§ EXTRACTED RECORDS:
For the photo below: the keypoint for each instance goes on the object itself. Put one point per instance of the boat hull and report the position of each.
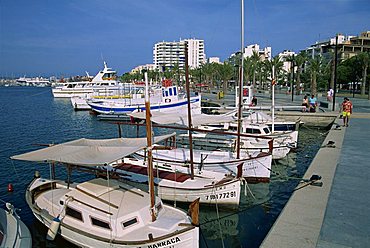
(221, 191)
(184, 236)
(118, 109)
(255, 169)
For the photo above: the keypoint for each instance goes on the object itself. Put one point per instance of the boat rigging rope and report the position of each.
(110, 216)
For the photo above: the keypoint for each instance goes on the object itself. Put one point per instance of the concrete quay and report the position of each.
(334, 215)
(285, 108)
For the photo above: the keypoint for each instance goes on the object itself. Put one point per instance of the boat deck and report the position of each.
(172, 176)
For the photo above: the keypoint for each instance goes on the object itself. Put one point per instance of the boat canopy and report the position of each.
(89, 152)
(175, 118)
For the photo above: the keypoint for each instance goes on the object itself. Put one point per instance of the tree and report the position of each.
(300, 61)
(364, 59)
(314, 67)
(255, 63)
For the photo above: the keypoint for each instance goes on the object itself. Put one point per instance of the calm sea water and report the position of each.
(31, 116)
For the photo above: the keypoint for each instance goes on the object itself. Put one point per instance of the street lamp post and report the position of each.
(293, 78)
(335, 70)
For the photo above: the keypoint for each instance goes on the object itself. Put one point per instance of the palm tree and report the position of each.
(291, 59)
(209, 71)
(255, 62)
(364, 59)
(300, 61)
(315, 68)
(247, 69)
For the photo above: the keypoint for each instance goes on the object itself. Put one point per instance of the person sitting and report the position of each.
(305, 104)
(313, 103)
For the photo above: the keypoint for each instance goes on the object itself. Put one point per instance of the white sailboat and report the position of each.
(184, 185)
(104, 212)
(104, 82)
(13, 232)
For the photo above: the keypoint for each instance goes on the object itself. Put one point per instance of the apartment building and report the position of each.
(285, 57)
(264, 53)
(168, 54)
(348, 46)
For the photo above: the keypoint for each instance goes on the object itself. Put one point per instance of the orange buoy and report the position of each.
(10, 187)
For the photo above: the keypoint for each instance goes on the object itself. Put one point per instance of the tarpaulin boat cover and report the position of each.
(89, 152)
(182, 119)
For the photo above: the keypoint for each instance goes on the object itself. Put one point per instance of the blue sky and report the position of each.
(69, 37)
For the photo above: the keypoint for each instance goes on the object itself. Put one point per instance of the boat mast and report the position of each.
(240, 82)
(149, 144)
(273, 82)
(189, 111)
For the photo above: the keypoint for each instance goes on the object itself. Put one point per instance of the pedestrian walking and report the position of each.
(346, 109)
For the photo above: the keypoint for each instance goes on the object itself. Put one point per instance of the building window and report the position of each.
(74, 213)
(100, 223)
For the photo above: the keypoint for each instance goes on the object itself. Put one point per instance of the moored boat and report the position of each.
(104, 212)
(104, 81)
(13, 232)
(163, 99)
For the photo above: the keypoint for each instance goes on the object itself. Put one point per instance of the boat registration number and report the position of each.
(224, 195)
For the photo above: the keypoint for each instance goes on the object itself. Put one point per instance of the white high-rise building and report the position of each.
(264, 53)
(167, 54)
(284, 56)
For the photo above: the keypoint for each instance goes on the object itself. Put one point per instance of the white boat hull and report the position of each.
(13, 232)
(212, 188)
(80, 238)
(117, 108)
(85, 235)
(255, 168)
(79, 103)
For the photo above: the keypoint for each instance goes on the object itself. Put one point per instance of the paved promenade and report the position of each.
(336, 214)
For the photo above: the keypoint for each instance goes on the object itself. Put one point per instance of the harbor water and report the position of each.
(32, 118)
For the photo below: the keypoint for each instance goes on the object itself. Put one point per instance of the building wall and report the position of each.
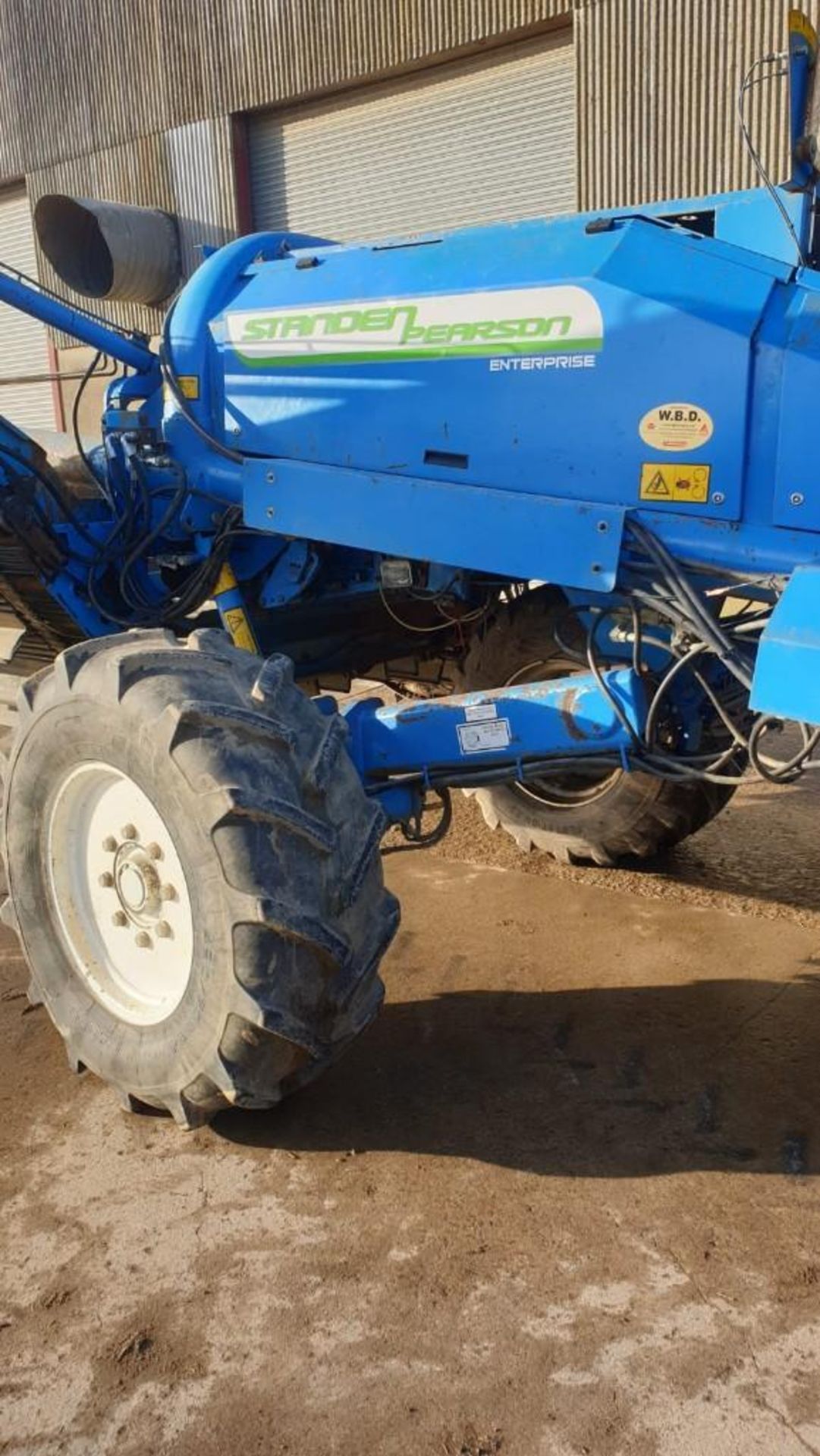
(133, 99)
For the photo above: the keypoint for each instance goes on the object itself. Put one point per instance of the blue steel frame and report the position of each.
(510, 459)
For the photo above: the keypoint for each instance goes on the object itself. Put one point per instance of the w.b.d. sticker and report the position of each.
(676, 427)
(676, 482)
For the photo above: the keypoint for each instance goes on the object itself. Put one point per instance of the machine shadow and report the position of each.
(627, 1082)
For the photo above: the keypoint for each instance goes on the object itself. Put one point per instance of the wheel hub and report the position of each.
(120, 894)
(137, 883)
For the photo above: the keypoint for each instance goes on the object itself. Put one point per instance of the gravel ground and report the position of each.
(560, 1200)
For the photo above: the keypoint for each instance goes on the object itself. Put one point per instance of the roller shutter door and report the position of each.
(22, 340)
(468, 142)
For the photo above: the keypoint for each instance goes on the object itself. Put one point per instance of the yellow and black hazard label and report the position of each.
(676, 482)
(239, 629)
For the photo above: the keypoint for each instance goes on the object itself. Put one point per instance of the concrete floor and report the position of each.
(560, 1200)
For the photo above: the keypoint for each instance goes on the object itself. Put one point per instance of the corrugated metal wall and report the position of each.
(86, 74)
(657, 86)
(130, 99)
(24, 344)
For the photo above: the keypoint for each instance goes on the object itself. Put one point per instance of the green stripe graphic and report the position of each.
(432, 353)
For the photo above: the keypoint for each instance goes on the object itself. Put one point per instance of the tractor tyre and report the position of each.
(618, 816)
(193, 871)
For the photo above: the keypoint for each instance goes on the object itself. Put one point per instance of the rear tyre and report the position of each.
(617, 816)
(193, 871)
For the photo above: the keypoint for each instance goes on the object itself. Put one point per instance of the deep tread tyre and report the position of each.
(637, 817)
(280, 849)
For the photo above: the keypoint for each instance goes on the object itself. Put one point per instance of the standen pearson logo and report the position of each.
(557, 319)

§ TASK OBJECTIVE: Leave every picture out and output the records exactly.

§ OUTPUT BELOW:
For the photo below: the keypoint for each instance goes on the object itself. Put one point per instance of the boat hull and report the position of each.
(221, 191)
(184, 236)
(118, 109)
(255, 169)
For the photo above: the keypoint for each instance goes on the object itself. Put one point per instance of the boat rigging rope and report the position of each.
(110, 216)
For the photo above: the keypoint for each instance goes on the object itself. Put one point per instance of the concrete quay and report the position of each.
(334, 215)
(285, 108)
For the photo above: the keypoint for each instance goes on the object itself. Put one point per instance of the boat deck and report the position of each.
(172, 176)
For the photo above: the keypoint for each instance goes on the object itself. Put one point per instance of the boat canopy and report the position of each.
(89, 152)
(175, 118)
For the photo above: the keypoint for each instance goes on the object itself. Put one point per instance of the tree and report the position of each.
(300, 61)
(364, 59)
(314, 67)
(255, 63)
For the photo above: the keypoint for each instance goes on the object itself. Put one point per instance of the calm sea water and report the position of each.
(31, 116)
For the photo above: the keypoint for each instance goes on the object itself. Put one point per instance of the street lamp post and report the position of each.
(293, 78)
(335, 70)
For the photo above: the keypoint for each instance goes on the object itself. Put one point per instance of the palm tree and report the position of each.
(291, 59)
(209, 71)
(255, 62)
(364, 59)
(300, 61)
(315, 68)
(247, 69)
For the photo above: the keypoint for each instance goes on the object itself. Put one point per instance of the person sitting and report the position of each.
(305, 104)
(313, 103)
For the photo above: the keypoint for each instance goes on the object itself. Put one point per instance of the white sailboat and report the position of each.
(184, 185)
(104, 212)
(104, 82)
(13, 232)
For the photo above: the keypoint for each instance goes on the object itself. Put one point per instance of the apartment building and report the position of each.
(285, 57)
(264, 53)
(168, 54)
(348, 46)
For the photo above: the keypoint for each instance goes on the object itself. Put one point per instance of the orange buoy and report the position of each.
(10, 187)
For the photo above: the keypoint for each instance goes on the object itself. Put one point per instance of the tarpaulin boat cover and report the position of each.
(89, 152)
(182, 119)
For the photo above: the keypoint for each instance goes on the object itself. Put one point per instance of the blue sky and report the position of each.
(69, 37)
For the photo above: the keypoint for each instance goes on the object itself. Put one point per instance of the boat mast and report the position of each.
(240, 82)
(149, 144)
(273, 82)
(189, 111)
For the photo above: the keypoint for each instance goes on the object itself. Put one point per instance of the pedestrian walking and report the position of each.
(346, 109)
For the photo above: the keypoint for each instance goes on the object itself. Put one point per instance of the building window and report the position of each.
(74, 213)
(100, 223)
For the photo above: the keypoint for each instance goes on the object itself. Put one point per instance of the moored boat and report the position of each.
(104, 212)
(104, 81)
(13, 232)
(163, 99)
For the photo above: the keypoint for each instance goes on the object itself. Put one point per instance of the boat registration number and report the position of each.
(224, 195)
For the photo above: the keypoint for each instance goes on the object itself. Put one point per instance of the white high-rise building and report the position of each.
(264, 53)
(167, 54)
(284, 56)
For the photo above: the keypoint for each instance goes on the object itself. Put one point per instance of the white boat hull and report the position of each.
(13, 232)
(212, 188)
(80, 238)
(117, 108)
(85, 235)
(255, 168)
(79, 103)
For the photo above: the keypoint for each instance goes on the object itself. Put one point per instance of the paved promenade and report the position of each.
(336, 214)
For the photo above: the keypoint for each instance goes on the object itself. Put one point per instance of the harbor water and report the position of each.
(32, 118)
For the photo below: the keypoint for each instance goes on the object itself. Put one point per instance of the building wall and report the position of each.
(133, 99)
For the photo above: the keypoint for each instance goes on the object itself. Put one point per instance of the blue steel frame and report the position of each.
(510, 459)
For the photo above: the keypoint for each instance goes on the object itself. Put one point per instance of the w.b.d. sticker and report the position of each.
(676, 427)
(676, 482)
For the photo above: the keypoint for each instance goes on the object itself. Put one point per instance of the machine shadow and report the position of each.
(627, 1082)
For the photo above: the keypoint for each instance goes on the object itself. Put one point per instance of the wheel hub and report the position of each.
(120, 894)
(137, 883)
For the photo above: the keypoint for each instance goes on the object itself. Put one point per instance of the gravel ground and report the position of each.
(560, 1200)
For the photo above: the keypoint for each instance goes on the object itself. Put one point per instance of the roller shutter door and report the position of each.
(22, 340)
(468, 142)
For the photo above: the keypoint for each instance goes on the object itself. Put one point per instance of the yellow and black hazard label and report the position of each.
(676, 482)
(239, 629)
For the photo above: the keypoint for each instance goes on the object itself. Put one point per instance of the concrete floor and report the position of each.
(560, 1200)
For the photo above: the keypoint for each instance goes on the object itself. Put one point per instance of the corrugated metal wall and report the position of each.
(86, 74)
(657, 86)
(130, 99)
(24, 344)
For the photo above: the keypoint for each instance goes on the object itself. Put one point per instance of the green stripe graphic and report the position of each.
(432, 353)
For the photo above: the keypoint for each instance goes on the object itself. Put one point per instance of the tractor tyre and report the position of each.
(618, 816)
(193, 871)
For the photo above: the keypoint for each instance goes on the object itself. Put one point per instance of the rear tyre and report the position of each.
(617, 816)
(193, 871)
For the photo above: the keypoint for each instance goes on the object itself. Put one point per instance of the deep tread tyre and report the position of each.
(637, 817)
(280, 849)
For the photo above: the keypoint for each instance goes on the object itself. Put one point per instance of the standen pearson logo and report the position of each.
(557, 319)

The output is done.